Image outline annotation entries
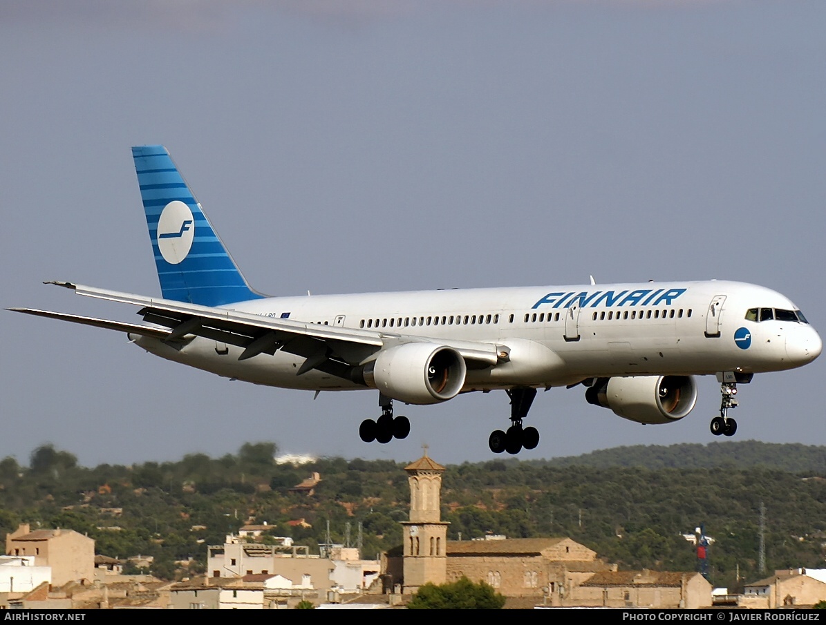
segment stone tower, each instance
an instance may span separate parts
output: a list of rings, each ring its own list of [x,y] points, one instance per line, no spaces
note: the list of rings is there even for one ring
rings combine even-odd
[[[425,455],[405,467],[411,487],[411,520],[402,523],[404,593],[447,580],[448,525],[440,519],[444,467]]]

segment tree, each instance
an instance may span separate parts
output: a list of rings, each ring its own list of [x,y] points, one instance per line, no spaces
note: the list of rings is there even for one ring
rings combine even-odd
[[[410,609],[487,609],[498,610],[505,597],[485,582],[474,584],[463,576],[452,584],[425,584],[407,604]]]
[[[59,452],[50,443],[41,445],[31,452],[29,458],[31,471],[35,473],[51,473],[57,476],[78,464],[78,458],[69,452]]]
[[[271,466],[278,452],[278,446],[274,443],[244,443],[238,457],[244,464]]]

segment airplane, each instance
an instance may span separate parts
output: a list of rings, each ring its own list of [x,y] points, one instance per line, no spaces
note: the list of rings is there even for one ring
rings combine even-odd
[[[505,391],[510,425],[491,452],[533,449],[523,427],[538,389],[583,386],[585,398],[643,424],[673,423],[697,400],[696,376],[720,383],[714,435],[732,436],[737,385],[814,361],[823,343],[788,298],[702,281],[448,289],[268,297],[248,285],[169,153],[132,148],[162,298],[51,282],[139,308],[131,324],[8,309],[126,333],[147,352],[231,379],[290,389],[378,391],[365,443],[410,433],[393,401],[425,405]]]

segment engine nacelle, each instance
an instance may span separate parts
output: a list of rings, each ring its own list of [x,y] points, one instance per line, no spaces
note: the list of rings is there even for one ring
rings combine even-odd
[[[691,376],[601,378],[586,391],[585,398],[631,421],[667,424],[694,409],[697,385]]]
[[[453,348],[407,343],[383,349],[364,367],[364,383],[406,404],[438,404],[455,397],[468,367]]]

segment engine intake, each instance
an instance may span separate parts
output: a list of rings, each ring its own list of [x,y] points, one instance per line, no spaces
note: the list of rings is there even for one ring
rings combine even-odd
[[[468,367],[453,348],[408,343],[383,349],[364,366],[364,383],[406,404],[438,404],[455,397]]]
[[[585,398],[631,421],[667,424],[694,409],[697,385],[691,376],[601,378],[586,391]]]

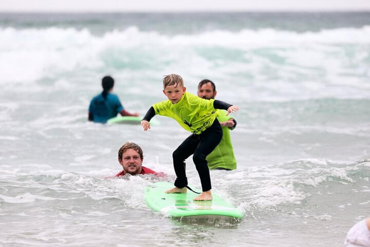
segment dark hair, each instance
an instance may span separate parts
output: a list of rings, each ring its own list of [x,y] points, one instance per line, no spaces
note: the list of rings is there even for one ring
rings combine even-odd
[[[101,79],[101,86],[103,87],[103,92],[101,93],[101,94],[105,100],[107,99],[108,91],[111,89],[114,86],[114,80],[109,76],[104,76]]]
[[[118,159],[120,160],[122,160],[122,155],[123,153],[129,148],[132,148],[135,150],[140,155],[140,158],[142,159],[144,156],[142,155],[142,149],[137,144],[134,143],[133,142],[127,142],[120,148],[118,150]]]
[[[211,84],[212,86],[212,88],[213,89],[213,91],[216,91],[216,86],[215,86],[215,83],[213,83],[213,81],[211,80],[208,80],[208,79],[205,79],[204,80],[202,80],[199,83],[199,84],[198,84],[198,89],[199,89],[202,86],[203,86],[205,84],[206,84],[209,82],[211,83]]]

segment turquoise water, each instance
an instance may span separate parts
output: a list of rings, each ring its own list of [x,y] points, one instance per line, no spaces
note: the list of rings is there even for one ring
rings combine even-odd
[[[0,14],[0,243],[343,246],[370,210],[369,51],[368,13]],[[211,171],[239,221],[146,206],[147,186],[174,180],[172,153],[189,134],[173,120],[147,132],[87,121],[104,76],[143,116],[171,73],[193,93],[212,80],[240,109],[238,170]],[[127,141],[168,178],[104,179]]]

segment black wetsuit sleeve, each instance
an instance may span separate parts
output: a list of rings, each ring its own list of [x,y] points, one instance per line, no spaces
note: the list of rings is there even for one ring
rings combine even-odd
[[[232,120],[234,121],[234,126],[233,126],[232,127],[229,127],[229,128],[232,130],[235,128],[235,127],[236,127],[236,120],[234,119],[232,119]]]
[[[221,110],[227,110],[229,107],[231,106],[232,106],[232,105],[226,103],[226,102],[224,102],[223,101],[221,101],[221,100],[215,100],[215,101],[213,101],[213,107],[215,107],[215,109],[221,109]]]
[[[142,120],[146,120],[148,122],[150,122],[150,120],[155,116],[155,111],[154,110],[154,107],[152,106],[147,112],[144,117],[142,118]]]

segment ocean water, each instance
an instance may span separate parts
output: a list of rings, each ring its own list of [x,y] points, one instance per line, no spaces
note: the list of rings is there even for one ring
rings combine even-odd
[[[142,116],[172,73],[240,109],[238,169],[211,171],[240,220],[146,206],[189,134],[173,120],[87,121],[103,76]],[[369,13],[0,13],[0,75],[2,246],[339,247],[370,215]],[[104,179],[127,141],[168,176]]]

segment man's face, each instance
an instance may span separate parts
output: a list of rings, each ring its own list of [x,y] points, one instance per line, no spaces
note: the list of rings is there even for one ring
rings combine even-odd
[[[135,175],[141,172],[141,164],[143,158],[140,154],[133,148],[128,148],[122,154],[122,160],[118,160],[120,164],[123,167],[125,173]]]
[[[212,85],[210,82],[207,82],[203,84],[200,87],[198,88],[198,97],[206,100],[215,99],[216,91],[214,91]]]

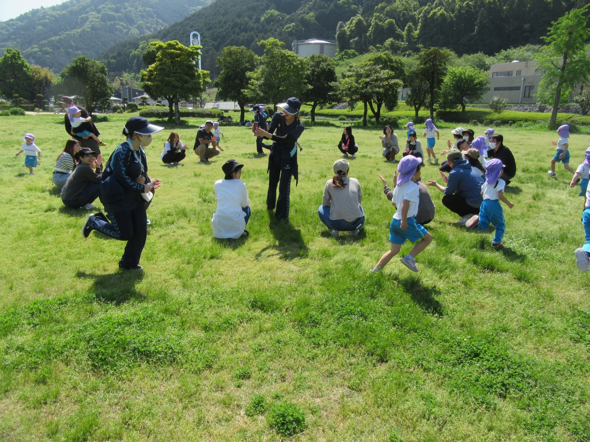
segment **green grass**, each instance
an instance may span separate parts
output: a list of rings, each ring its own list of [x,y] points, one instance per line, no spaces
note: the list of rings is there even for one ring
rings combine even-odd
[[[105,156],[128,117],[99,125]],[[65,209],[52,187],[60,121],[0,119],[2,440],[590,439],[590,279],[573,256],[582,199],[562,167],[547,175],[554,134],[497,131],[518,166],[504,249],[491,249],[493,229],[452,225],[433,189],[420,272],[394,259],[374,275],[393,213],[376,176],[394,172],[379,130],[355,129],[366,225],[336,239],[316,211],[340,128],[302,136],[284,225],[266,211],[267,158],[252,154],[248,128],[223,127],[211,164],[189,151],[168,169],[169,126],[147,149],[162,185],[134,275],[117,271],[123,243],[83,239],[86,212]],[[192,145],[201,123],[182,125],[181,139]],[[14,157],[25,131],[42,151],[34,176]],[[576,166],[587,141],[570,140]],[[250,236],[217,240],[213,183],[230,158],[245,164]]]

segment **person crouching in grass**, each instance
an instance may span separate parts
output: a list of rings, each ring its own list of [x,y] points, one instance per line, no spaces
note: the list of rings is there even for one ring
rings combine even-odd
[[[389,226],[389,242],[391,249],[386,252],[377,265],[371,270],[376,272],[381,271],[391,259],[399,253],[406,240],[411,242],[418,241],[411,251],[400,260],[413,272],[418,272],[415,258],[428,247],[432,236],[414,217],[418,214],[420,190],[415,182],[420,178],[422,158],[408,155],[400,160],[398,164],[395,189],[394,190],[392,203],[396,209]]]

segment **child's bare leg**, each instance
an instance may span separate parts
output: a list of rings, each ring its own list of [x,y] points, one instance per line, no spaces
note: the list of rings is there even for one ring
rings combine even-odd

#### TASK TO CARRY OUT
Format every line of the records above as a Markdown table with the columns "Row" and "Line," numbering the rows in order and skipping blank lines. Omit the pictures.

#### THE REPLY
| Row | Line |
|---|---|
| 1 | segment stone tower, each instance |
| 2 | an instance may span separate parts |
| 3 | output: a list of rings, each ring its own list of [x,y] points, one instance per line, no spaces |
| 4 | note: the list of rings is there even for one ring |
| 5 | rings combine even-odd |
| 6 | [[[425,455],[405,467],[411,487],[411,520],[402,523],[404,593],[447,580],[448,525],[440,519],[444,467]]] |
| 7 | segment tree, each instance |
| 8 | an instance may span separate parts |
| 9 | output: a list of rings, each ring its own list of [x,y] points, one instance per line, no spaces |
| 10 | note: the list of rings is there even for one ring |
| 11 | rings combine even-odd |
| 12 | [[[410,609],[487,609],[498,610],[505,597],[485,582],[474,584],[463,576],[452,584],[425,584],[407,604]]] |
| 13 | [[[59,452],[50,443],[41,445],[31,452],[29,458],[31,471],[35,473],[51,473],[57,476],[78,464],[78,458],[69,452]]] |
| 14 | [[[271,466],[278,452],[278,446],[274,443],[244,443],[238,457],[244,464]]] |
| 15 | segment airplane, each instance |
| 16 | an instance may span separate parts |
| 17 | output: a list of rings, each ring its own list of [x,y] points, one instance per line, no spaces |
| 18 | note: the list of rings is there even for one ring |
| 19 | rings combine even-odd |
| 20 | [[[505,391],[510,425],[491,452],[533,449],[523,427],[538,389],[583,386],[585,398],[643,424],[673,423],[697,400],[696,376],[720,383],[714,435],[732,436],[737,385],[814,361],[823,343],[788,298],[702,281],[448,289],[268,297],[248,285],[169,153],[132,148],[162,298],[51,282],[139,308],[131,324],[8,309],[126,333],[147,352],[231,379],[290,389],[378,391],[365,443],[410,433],[393,401],[425,405]]] |
| 21 | segment engine nacelle, each instance |
| 22 | an instance may span separate parts |
| 23 | output: a list of rings, each ring its own list of [x,y] points, one instance per line, no spaces |
| 24 | note: the list of rings is there even for one ring |
| 25 | rings combine even-odd |
| 26 | [[[691,376],[601,378],[586,391],[585,398],[631,421],[667,424],[694,409],[697,385]]] |
| 27 | [[[453,348],[407,343],[383,349],[364,367],[364,383],[406,404],[438,404],[455,397],[468,367]]] |
| 28 | segment engine intake, each instance |
| 29 | an instance may span separate parts |
| 30 | output: a list of rings, each ring its own list of [x,y] points, one instance per line, no spaces |
| 31 | note: the list of rings is there even for one ring |
| 32 | rings combine even-odd |
| 33 | [[[468,367],[453,348],[408,343],[383,349],[364,366],[364,383],[406,404],[438,404],[455,397]]] |
| 34 | [[[585,398],[631,421],[667,424],[694,409],[697,385],[691,376],[601,378],[586,391]]] |
| 35 | segment dark hair, each instance |
| 36 | an instance may span separate parts |
| 37 | output: a list of rings, each ring its own list of [x,y] points, one instance per line, no spaces |
| 38 | note: the list of rings is there even for one ring |
| 39 | rings combine even-odd |
| 40 | [[[101,79],[101,86],[103,87],[103,92],[101,93],[101,94],[105,100],[107,99],[108,91],[111,89],[114,86],[114,80],[109,76],[104,76]]] |
| 41 | [[[118,159],[120,160],[122,160],[122,155],[123,153],[129,148],[132,148],[135,150],[140,155],[140,158],[142,159],[144,156],[142,155],[142,149],[137,144],[134,143],[133,142],[127,142],[120,148],[118,150]]] |
| 42 | [[[211,84],[212,86],[212,88],[213,89],[213,91],[216,91],[216,86],[215,86],[215,83],[213,83],[213,81],[211,80],[208,80],[208,79],[205,79],[204,80],[202,80],[199,83],[199,84],[198,84],[198,89],[199,89],[202,86],[203,86],[205,84],[206,84],[209,82],[211,83]]] |
| 43 | segment turquoise water, each instance |
| 44 | an instance may span separate parts |
| 45 | output: a list of rings, each ring its own list of [x,y] points, one instance per line, no spaces |
| 46 | note: the list of rings is there even for one ring |
| 47 | rings combine even-odd |
| 48 | [[[0,14],[0,243],[343,246],[370,210],[369,51],[368,13]],[[211,171],[239,221],[146,206],[147,186],[174,180],[172,153],[189,134],[173,120],[147,132],[87,121],[104,76],[143,116],[171,73],[193,93],[212,80],[240,109],[238,170]],[[127,141],[168,178],[104,179]]] |
| 49 | segment black wetsuit sleeve, each instance |
| 50 | an instance may span separate parts |
| 51 | output: a list of rings, each ring its own list of [x,y] points, one instance per line, no spaces |
| 52 | note: the list of rings is there even for one ring |
| 53 | rings combine even-odd |
| 54 | [[[232,120],[234,121],[234,126],[233,126],[232,127],[229,127],[229,128],[232,130],[235,128],[235,127],[236,127],[236,120],[234,119],[232,119]]] |
| 55 | [[[221,110],[227,110],[229,107],[231,106],[232,106],[232,105],[226,103],[226,102],[224,102],[223,101],[221,101],[221,100],[215,100],[215,101],[213,101],[213,107],[215,107],[215,109],[221,109]]] |
| 56 | [[[142,120],[146,120],[148,122],[150,122],[150,120],[155,116],[155,111],[154,110],[154,107],[152,106],[147,112],[144,117],[142,118]]] |
| 57 | segment ocean water, each instance |
| 58 | an instance may span separate parts |
| 59 | output: a list of rings, each ring its own list of [x,y] points, one instance per line, no spaces |
| 60 | note: the list of rings is there even for one ring |
| 61 | rings combine even-odd |
| 62 | [[[142,116],[172,73],[240,109],[238,169],[211,171],[240,220],[146,206],[189,134],[173,120],[87,121],[103,76]],[[369,13],[0,13],[0,75],[2,246],[339,247],[370,215]],[[104,179],[127,141],[168,176]]] |
| 63 | segment man's face, each instance |
| 64 | an instance may span separate parts |
| 65 | output: a list of rings, each ring its own list of [x,y] points, one instance per line, no spaces |
| 66 | note: the list of rings is there even for one ring |
| 67 | rings combine even-odd |
| 68 | [[[135,175],[141,172],[141,164],[143,158],[140,154],[133,148],[128,148],[122,154],[122,160],[118,160],[120,164],[123,167],[125,173]]] |
| 69 | [[[212,85],[210,82],[207,82],[203,84],[200,87],[198,88],[198,97],[206,100],[215,99],[216,91],[214,91]]] |
| 70 | segment **green grass**, each instance |
| 71 | an instance may span separate parts |
| 72 | output: a list of rings, each ring its own list of [x,y] points, one instance per line, no spaces |
| 73 | note: the list of rings is there even for one ring |
| 74 | rings combine even-odd |
| 75 | [[[105,156],[128,117],[99,125]],[[65,209],[52,187],[60,121],[0,119],[2,440],[590,439],[590,279],[573,256],[582,199],[562,167],[547,175],[554,134],[497,131],[518,166],[504,249],[491,249],[493,229],[452,225],[433,189],[420,272],[394,259],[374,275],[393,213],[376,176],[394,172],[379,130],[355,129],[366,225],[336,239],[316,211],[340,128],[302,136],[284,225],[266,211],[267,158],[252,154],[248,128],[223,127],[211,164],[189,151],[168,169],[169,126],[147,149],[162,185],[134,275],[117,271],[123,243],[83,239],[86,212]],[[192,145],[201,123],[182,125],[181,139]],[[14,157],[25,131],[42,151],[34,176]],[[576,166],[587,141],[570,140]],[[250,236],[217,240],[213,183],[230,158],[245,164]]] |
| 76 | segment **person crouching in grass**, each instance |
| 77 | an instance may span separate parts |
| 78 | output: a list of rings, each ring its own list of [x,y] points, one instance per line, no spaces |
| 79 | note: the list of rings is there even for one ring |
| 80 | rings combine even-odd |
| 81 | [[[389,226],[389,242],[391,249],[386,252],[377,265],[371,270],[376,272],[381,271],[391,259],[399,253],[406,240],[411,242],[418,241],[411,251],[400,260],[413,272],[418,272],[415,258],[428,247],[432,236],[414,217],[418,214],[420,190],[415,182],[420,178],[422,158],[408,155],[400,160],[398,164],[395,189],[394,190],[392,203],[396,209]]] |
| 82 | segment **child's bare leg**, each instance |
| 83 | an instance may span separate parts |
| 84 | output: a list of rings, each ring its own list of [x,y] points, one instance per line, no spaces |
| 85 | note: the list of rings is there even for one ring |
| 86 | rings combine even-odd |